● PROVIDED DATA

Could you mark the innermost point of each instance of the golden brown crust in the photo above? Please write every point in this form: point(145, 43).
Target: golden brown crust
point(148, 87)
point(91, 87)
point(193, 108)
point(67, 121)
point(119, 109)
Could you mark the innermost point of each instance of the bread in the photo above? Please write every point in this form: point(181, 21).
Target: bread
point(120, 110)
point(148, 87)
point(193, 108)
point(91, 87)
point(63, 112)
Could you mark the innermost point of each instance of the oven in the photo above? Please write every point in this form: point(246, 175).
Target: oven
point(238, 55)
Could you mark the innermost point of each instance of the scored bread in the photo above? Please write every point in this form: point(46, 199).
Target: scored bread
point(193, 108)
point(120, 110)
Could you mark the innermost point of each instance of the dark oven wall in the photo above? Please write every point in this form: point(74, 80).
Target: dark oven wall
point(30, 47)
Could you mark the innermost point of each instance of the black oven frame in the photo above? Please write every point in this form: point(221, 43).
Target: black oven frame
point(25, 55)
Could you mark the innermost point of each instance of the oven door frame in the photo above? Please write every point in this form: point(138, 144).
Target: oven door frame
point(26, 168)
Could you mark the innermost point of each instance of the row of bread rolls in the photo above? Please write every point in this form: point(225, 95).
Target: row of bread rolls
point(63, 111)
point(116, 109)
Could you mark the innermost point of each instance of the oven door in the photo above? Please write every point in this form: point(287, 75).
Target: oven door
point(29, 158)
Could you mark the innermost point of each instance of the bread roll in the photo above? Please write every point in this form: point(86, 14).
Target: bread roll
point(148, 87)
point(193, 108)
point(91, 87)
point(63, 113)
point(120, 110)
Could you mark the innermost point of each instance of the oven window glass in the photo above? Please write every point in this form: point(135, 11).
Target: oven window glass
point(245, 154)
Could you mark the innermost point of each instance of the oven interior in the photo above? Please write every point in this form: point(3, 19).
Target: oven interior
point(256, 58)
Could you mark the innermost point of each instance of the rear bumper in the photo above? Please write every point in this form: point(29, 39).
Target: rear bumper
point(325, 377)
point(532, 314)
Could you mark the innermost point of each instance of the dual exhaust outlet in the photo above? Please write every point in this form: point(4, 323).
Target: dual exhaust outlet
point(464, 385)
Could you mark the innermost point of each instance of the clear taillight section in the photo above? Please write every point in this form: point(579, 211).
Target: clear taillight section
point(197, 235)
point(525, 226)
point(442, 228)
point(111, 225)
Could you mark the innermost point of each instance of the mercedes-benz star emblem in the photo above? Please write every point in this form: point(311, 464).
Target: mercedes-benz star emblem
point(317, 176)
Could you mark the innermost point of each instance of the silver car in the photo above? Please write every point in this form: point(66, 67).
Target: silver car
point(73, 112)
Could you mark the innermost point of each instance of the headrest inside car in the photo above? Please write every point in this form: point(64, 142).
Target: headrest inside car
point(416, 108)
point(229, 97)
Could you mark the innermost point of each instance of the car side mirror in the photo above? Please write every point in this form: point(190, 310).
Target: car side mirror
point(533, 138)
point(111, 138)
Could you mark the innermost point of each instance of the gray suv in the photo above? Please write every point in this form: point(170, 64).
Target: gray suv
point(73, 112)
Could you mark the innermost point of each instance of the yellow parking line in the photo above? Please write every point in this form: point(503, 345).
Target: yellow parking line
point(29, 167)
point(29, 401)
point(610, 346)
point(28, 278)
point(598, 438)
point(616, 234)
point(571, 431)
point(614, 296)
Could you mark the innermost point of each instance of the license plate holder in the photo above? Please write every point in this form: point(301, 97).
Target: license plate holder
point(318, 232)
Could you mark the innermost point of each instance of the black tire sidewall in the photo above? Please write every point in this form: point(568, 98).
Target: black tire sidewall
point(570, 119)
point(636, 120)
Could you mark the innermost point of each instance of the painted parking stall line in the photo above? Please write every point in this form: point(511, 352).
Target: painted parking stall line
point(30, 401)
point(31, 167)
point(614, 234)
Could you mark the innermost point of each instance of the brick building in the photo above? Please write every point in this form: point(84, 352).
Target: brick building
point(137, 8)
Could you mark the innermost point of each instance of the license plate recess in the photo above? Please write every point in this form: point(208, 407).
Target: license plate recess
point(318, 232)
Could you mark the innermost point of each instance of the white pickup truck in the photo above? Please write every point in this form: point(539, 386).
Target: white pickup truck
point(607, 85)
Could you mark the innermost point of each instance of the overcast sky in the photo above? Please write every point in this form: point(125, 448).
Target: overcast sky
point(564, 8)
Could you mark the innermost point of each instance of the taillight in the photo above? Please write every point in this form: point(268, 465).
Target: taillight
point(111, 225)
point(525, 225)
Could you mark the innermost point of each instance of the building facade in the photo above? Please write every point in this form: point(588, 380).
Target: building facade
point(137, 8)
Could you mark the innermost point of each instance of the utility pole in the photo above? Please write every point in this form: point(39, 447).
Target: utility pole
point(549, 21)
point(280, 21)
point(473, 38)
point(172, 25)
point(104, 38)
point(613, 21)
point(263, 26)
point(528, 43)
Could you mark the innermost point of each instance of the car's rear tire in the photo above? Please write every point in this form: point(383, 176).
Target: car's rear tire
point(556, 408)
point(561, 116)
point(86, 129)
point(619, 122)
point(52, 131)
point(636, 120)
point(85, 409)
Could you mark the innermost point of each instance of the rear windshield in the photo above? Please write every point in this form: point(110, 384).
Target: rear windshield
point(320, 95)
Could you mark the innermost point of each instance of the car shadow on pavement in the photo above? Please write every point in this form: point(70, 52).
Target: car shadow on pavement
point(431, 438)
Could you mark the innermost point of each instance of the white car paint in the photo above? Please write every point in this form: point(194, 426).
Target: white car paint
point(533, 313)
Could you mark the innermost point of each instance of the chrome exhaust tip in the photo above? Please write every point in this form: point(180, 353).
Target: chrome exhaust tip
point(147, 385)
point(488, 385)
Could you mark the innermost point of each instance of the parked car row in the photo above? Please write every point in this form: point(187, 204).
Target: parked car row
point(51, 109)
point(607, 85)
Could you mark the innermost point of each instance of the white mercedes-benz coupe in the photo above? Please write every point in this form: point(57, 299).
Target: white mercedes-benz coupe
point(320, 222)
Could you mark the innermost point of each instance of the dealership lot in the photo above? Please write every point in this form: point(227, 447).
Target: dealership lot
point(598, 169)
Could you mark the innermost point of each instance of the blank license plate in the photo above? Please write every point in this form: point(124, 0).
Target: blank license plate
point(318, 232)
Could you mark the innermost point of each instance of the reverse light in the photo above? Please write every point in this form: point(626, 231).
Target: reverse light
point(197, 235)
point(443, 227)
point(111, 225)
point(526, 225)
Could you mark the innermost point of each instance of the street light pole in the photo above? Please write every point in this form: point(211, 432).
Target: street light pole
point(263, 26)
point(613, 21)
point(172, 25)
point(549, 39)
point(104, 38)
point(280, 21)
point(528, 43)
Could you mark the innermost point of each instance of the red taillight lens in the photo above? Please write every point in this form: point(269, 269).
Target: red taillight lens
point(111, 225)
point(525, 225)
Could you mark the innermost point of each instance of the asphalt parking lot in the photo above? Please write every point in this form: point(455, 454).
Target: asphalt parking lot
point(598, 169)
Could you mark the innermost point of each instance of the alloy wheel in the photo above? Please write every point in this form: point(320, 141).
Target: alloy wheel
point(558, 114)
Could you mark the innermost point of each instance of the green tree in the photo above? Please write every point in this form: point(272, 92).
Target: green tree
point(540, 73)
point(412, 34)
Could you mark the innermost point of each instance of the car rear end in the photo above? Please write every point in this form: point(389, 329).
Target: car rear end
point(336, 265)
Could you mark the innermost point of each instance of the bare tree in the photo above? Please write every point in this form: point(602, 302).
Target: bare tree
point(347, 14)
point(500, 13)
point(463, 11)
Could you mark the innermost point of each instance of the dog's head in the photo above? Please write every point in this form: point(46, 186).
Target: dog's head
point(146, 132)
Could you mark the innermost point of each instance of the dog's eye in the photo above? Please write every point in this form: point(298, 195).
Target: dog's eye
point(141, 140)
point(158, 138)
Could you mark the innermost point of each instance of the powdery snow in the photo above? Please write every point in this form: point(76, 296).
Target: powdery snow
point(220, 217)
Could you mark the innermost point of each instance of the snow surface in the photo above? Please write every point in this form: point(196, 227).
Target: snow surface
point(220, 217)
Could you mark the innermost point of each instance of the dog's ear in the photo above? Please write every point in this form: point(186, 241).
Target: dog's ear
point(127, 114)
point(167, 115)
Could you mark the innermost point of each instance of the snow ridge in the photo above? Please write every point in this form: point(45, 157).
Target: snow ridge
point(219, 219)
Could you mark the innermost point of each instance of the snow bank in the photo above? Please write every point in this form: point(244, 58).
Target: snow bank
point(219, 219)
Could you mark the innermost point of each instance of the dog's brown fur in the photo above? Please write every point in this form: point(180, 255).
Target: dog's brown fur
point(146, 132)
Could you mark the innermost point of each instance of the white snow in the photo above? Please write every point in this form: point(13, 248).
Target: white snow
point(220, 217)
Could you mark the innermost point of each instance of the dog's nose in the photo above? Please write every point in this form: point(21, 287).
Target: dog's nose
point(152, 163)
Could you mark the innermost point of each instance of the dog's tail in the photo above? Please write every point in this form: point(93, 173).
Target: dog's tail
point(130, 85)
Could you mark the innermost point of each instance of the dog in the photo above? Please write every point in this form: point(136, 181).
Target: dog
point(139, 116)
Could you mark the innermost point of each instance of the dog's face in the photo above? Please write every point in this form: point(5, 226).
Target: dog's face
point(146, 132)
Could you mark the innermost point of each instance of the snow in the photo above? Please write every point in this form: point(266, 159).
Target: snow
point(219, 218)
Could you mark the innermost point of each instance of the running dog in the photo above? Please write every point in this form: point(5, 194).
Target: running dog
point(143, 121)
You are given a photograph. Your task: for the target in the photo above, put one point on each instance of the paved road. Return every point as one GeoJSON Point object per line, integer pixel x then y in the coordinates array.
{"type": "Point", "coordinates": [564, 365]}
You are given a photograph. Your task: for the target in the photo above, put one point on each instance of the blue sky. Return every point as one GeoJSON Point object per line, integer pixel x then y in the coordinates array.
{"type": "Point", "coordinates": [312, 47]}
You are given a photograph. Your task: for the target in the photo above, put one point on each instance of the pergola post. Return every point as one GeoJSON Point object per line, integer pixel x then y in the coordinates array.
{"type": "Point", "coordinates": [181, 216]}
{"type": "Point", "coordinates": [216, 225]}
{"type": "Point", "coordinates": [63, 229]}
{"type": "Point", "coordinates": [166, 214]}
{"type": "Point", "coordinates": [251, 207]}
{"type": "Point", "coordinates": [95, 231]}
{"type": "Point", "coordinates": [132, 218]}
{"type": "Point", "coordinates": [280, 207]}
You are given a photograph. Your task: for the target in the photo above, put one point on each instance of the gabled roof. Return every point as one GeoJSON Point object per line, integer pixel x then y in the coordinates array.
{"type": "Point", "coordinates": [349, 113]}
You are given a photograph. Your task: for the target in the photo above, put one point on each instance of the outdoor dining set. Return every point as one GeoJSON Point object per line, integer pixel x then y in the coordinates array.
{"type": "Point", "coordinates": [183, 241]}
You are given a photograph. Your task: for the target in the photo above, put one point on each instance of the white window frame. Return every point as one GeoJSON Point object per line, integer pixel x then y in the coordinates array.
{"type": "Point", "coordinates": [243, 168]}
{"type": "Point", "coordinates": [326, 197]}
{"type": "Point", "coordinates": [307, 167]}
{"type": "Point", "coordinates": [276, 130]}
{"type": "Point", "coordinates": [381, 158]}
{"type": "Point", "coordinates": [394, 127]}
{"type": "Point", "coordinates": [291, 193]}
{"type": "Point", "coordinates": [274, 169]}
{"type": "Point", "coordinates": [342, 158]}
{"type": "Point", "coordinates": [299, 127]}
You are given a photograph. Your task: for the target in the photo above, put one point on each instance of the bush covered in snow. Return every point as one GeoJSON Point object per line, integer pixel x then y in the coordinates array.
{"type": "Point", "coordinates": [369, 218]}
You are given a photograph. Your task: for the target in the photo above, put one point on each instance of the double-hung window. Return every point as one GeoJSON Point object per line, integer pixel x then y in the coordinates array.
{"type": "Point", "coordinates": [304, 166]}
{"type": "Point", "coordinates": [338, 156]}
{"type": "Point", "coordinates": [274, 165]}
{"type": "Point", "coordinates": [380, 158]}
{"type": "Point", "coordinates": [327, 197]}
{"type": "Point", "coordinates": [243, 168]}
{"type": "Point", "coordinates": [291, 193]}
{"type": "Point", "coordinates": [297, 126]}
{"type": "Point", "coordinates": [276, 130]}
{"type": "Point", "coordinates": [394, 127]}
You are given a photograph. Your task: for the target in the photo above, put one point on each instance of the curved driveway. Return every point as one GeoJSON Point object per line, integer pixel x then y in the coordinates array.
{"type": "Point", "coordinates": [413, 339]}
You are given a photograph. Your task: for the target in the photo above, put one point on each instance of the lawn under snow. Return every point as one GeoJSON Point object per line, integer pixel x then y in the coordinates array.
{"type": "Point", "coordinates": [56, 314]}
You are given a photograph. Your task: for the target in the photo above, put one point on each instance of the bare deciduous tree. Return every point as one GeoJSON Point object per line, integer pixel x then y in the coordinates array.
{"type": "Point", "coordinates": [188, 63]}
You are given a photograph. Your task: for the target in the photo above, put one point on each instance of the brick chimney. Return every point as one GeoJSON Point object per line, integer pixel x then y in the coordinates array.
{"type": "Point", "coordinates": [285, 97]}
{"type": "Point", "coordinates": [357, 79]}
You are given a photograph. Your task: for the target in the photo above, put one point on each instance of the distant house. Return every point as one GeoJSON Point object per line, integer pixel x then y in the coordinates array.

● WHAT TO PRODUCE
Reproduce the lines from the one containing "of the curved" to the end of the entries, keeping both ends and adding nothing.

● WRITTEN REPLY
You are given a photograph. Your task: for the target in the photo above, put one point on each instance of the curved driveway. Return every point as one GeoJSON Point object per line, integer pixel x then y in the coordinates array.
{"type": "Point", "coordinates": [413, 339]}
You are given a photograph. Your task: for the target in the photo above, put one point on each instance of the lawn under snow. Return every point as one GeoJSON Point object per line, integer pixel x then y in the coordinates array.
{"type": "Point", "coordinates": [56, 314]}
You are given a photograph. Your task: for the target in the photo above, put one point on each instance of the bare deciduous tree. Return every point as one GeoJSON Point object per line, integer pixel x then y in the coordinates array.
{"type": "Point", "coordinates": [188, 63]}
You are given a photograph. Your task: for the target in the photo above, put one point on each instance of the brick chimney. Return every point as one GeoJSON Point object per line, integer pixel x then y in the coordinates array.
{"type": "Point", "coordinates": [285, 97]}
{"type": "Point", "coordinates": [357, 79]}
You are given a photograph. Your task: for the target in the photo above, put one point on each instance of the distant house. Return every point as one GeoJSON Point object per line, integer pixel x then y in the coordinates array.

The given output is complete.